Exercise instructions:
In the entries below, spot each line with the word "jacket" and copy it.

Source material:

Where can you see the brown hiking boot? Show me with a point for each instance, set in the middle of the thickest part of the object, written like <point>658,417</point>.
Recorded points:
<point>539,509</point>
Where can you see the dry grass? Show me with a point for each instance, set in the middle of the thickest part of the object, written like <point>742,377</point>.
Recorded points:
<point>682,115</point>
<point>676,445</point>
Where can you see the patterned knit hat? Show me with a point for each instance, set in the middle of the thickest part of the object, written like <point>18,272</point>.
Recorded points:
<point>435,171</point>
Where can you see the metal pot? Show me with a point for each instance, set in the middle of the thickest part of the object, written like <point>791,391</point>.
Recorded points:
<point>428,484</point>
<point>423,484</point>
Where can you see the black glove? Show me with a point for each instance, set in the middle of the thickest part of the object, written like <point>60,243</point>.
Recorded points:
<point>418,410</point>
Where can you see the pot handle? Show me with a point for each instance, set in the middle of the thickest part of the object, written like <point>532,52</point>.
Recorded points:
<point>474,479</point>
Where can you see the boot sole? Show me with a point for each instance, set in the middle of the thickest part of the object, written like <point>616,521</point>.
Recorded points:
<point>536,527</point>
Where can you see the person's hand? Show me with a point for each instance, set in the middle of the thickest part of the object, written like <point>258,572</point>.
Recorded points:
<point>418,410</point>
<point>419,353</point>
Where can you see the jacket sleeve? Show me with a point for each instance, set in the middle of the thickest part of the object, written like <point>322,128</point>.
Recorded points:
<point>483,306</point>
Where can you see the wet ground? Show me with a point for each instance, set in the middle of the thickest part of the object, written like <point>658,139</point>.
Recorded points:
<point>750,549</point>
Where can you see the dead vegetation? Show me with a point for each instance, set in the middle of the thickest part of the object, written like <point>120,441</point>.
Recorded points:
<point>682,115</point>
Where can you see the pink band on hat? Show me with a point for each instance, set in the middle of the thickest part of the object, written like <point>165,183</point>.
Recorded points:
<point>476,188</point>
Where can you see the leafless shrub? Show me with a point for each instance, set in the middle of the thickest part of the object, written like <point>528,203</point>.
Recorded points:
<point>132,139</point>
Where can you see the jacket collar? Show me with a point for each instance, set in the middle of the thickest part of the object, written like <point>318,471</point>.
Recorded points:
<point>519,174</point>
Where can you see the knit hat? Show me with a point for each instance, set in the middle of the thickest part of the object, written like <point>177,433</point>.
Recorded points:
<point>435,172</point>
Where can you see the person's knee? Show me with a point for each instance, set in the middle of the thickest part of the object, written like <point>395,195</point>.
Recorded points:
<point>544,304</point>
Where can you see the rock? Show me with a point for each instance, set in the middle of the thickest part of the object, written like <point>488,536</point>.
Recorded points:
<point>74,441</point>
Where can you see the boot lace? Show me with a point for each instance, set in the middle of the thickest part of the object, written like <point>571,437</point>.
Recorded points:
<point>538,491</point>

Output of the exercise:
Where can you see the jacket sleeve? Show me with a point for each instance, set in the middle of the thickest part of the object, written like <point>322,128</point>.
Where can you see the jacket collar? Show me with a point for each instance, set in the middle of the thickest part of the object, written like <point>318,471</point>.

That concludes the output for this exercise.